**WHAT YOU SHOULD DO:** Copy the data below line for line, with no changes.

[Dataset records about object locations]
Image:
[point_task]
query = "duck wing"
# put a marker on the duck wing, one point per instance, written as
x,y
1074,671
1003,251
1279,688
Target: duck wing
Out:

**WORKED SOLUTION:**
Image:
[point_task]
query = "duck wing"
# put a marker on the duck wing, one point per instance, written as
x,y
1074,671
1003,251
1279,688
Target: duck wing
Out:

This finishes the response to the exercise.